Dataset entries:
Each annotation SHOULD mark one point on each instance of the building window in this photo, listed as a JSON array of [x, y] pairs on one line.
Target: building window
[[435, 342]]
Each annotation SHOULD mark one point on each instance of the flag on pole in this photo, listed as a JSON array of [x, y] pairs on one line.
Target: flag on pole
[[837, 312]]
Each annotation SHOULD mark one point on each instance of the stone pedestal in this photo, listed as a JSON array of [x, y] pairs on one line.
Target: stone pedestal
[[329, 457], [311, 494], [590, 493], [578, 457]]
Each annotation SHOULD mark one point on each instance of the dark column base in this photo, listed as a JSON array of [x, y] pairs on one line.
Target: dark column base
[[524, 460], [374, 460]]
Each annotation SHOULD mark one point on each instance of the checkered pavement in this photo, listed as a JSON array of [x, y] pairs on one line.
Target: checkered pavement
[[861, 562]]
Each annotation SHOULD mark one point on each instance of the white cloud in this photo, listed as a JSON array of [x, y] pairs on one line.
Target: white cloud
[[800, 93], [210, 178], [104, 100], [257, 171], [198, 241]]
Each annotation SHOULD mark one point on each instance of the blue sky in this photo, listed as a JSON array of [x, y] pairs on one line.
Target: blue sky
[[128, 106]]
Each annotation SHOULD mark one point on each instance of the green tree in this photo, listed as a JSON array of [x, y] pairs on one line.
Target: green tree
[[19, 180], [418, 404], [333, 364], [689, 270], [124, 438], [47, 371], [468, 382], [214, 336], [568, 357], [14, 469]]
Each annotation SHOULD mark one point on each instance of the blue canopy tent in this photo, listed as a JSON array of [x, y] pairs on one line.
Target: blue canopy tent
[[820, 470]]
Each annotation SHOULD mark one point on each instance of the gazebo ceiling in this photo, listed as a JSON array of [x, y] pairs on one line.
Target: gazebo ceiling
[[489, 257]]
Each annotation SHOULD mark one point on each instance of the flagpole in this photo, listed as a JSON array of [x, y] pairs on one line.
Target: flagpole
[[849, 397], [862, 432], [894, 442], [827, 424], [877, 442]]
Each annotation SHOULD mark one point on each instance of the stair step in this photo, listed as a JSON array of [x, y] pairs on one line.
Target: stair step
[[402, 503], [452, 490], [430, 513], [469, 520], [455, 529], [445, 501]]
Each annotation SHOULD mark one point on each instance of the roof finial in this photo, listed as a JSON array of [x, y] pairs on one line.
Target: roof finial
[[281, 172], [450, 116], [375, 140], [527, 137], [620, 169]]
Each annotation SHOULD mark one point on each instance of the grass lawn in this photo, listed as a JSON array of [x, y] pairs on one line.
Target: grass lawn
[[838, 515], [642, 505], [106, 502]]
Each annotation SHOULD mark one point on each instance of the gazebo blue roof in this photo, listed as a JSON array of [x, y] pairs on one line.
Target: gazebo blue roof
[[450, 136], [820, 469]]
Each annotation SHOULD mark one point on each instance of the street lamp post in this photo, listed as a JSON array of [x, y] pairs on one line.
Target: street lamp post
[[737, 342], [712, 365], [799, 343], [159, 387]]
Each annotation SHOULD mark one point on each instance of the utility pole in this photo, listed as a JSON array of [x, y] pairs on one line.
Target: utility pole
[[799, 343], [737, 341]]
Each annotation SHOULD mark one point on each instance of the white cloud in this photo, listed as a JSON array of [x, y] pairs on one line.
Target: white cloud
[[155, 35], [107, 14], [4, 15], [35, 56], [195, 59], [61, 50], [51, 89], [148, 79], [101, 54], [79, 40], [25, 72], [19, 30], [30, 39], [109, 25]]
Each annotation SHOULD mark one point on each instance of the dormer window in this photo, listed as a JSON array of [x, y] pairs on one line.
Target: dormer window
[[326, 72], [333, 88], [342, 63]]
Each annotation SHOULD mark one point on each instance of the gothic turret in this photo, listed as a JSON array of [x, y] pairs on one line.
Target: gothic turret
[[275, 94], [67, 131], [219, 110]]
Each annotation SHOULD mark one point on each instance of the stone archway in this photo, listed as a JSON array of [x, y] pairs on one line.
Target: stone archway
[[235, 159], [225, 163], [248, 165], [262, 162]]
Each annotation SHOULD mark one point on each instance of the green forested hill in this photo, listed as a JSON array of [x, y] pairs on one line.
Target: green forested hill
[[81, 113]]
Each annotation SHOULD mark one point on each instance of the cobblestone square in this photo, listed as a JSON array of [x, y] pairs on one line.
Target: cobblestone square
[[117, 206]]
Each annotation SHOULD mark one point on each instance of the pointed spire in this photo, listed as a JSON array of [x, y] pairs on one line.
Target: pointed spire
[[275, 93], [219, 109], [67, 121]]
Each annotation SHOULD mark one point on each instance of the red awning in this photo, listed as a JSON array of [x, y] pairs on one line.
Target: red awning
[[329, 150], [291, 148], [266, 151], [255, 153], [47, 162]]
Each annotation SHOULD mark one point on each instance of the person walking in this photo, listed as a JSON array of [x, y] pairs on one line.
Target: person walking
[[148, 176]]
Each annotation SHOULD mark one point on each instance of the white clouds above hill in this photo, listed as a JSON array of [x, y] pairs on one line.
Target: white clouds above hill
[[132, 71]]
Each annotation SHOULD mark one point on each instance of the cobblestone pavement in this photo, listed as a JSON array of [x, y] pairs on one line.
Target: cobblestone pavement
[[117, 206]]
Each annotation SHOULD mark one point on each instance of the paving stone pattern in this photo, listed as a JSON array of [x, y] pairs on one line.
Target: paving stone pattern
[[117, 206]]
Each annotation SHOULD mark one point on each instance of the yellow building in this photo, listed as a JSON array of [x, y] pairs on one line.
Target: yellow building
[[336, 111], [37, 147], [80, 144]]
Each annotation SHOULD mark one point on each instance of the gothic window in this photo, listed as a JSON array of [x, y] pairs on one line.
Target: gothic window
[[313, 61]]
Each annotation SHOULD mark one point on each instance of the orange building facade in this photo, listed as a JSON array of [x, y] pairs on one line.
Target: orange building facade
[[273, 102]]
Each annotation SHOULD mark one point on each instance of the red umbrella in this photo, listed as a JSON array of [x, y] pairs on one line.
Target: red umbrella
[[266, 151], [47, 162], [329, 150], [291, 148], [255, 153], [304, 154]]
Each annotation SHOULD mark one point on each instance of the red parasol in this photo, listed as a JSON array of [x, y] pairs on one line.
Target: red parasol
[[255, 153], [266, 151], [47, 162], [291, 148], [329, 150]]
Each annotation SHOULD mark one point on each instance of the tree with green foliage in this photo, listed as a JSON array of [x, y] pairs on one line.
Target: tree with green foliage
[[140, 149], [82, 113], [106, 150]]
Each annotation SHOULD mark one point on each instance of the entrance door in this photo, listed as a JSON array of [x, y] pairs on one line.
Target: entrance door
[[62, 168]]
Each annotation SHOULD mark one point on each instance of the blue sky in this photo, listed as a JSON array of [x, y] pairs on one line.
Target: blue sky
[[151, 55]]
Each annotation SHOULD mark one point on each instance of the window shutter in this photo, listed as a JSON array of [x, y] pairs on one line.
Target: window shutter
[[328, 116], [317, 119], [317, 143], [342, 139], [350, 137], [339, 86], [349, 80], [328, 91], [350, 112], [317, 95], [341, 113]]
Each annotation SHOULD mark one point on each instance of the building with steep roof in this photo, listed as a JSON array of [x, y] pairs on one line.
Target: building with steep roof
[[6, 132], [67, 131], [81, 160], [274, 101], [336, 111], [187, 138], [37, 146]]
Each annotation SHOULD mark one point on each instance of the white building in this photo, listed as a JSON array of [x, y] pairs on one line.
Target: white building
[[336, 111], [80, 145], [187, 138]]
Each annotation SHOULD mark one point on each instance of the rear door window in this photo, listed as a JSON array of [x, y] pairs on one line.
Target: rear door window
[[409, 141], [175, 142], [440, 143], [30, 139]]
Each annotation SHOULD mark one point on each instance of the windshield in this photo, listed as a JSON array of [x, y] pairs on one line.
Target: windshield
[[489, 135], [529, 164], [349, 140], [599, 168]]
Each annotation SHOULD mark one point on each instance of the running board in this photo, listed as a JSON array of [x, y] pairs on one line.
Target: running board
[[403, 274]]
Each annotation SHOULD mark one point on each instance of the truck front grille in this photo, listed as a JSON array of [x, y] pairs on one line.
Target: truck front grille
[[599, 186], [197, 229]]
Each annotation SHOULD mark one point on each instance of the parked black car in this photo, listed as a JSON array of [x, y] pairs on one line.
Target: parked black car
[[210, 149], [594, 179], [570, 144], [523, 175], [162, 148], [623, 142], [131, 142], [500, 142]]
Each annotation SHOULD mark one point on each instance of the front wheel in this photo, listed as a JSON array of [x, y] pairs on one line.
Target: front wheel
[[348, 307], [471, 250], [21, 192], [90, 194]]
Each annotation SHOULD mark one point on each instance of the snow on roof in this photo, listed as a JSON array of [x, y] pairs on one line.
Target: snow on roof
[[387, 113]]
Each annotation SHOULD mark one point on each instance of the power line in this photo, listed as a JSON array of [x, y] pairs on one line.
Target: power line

- Task brief
Copy out the lines of the records above, word for word, starting at the line that contains "of the running" and ending at the line that contains "[[599, 186], [197, 229]]", with both of those lines included.

- Solution to the problem
Each annotation SHOULD mark one point on each instance of the running board in this photo, listed as a JSON array of [x, y] pairs on one line.
Target: running board
[[403, 274]]
Each annotation SHOULD mark one point on each instance of the truck front grille in this photo, listed as a JSON array of [x, y] pairs on one line.
Target: truck front grille
[[599, 186], [197, 229]]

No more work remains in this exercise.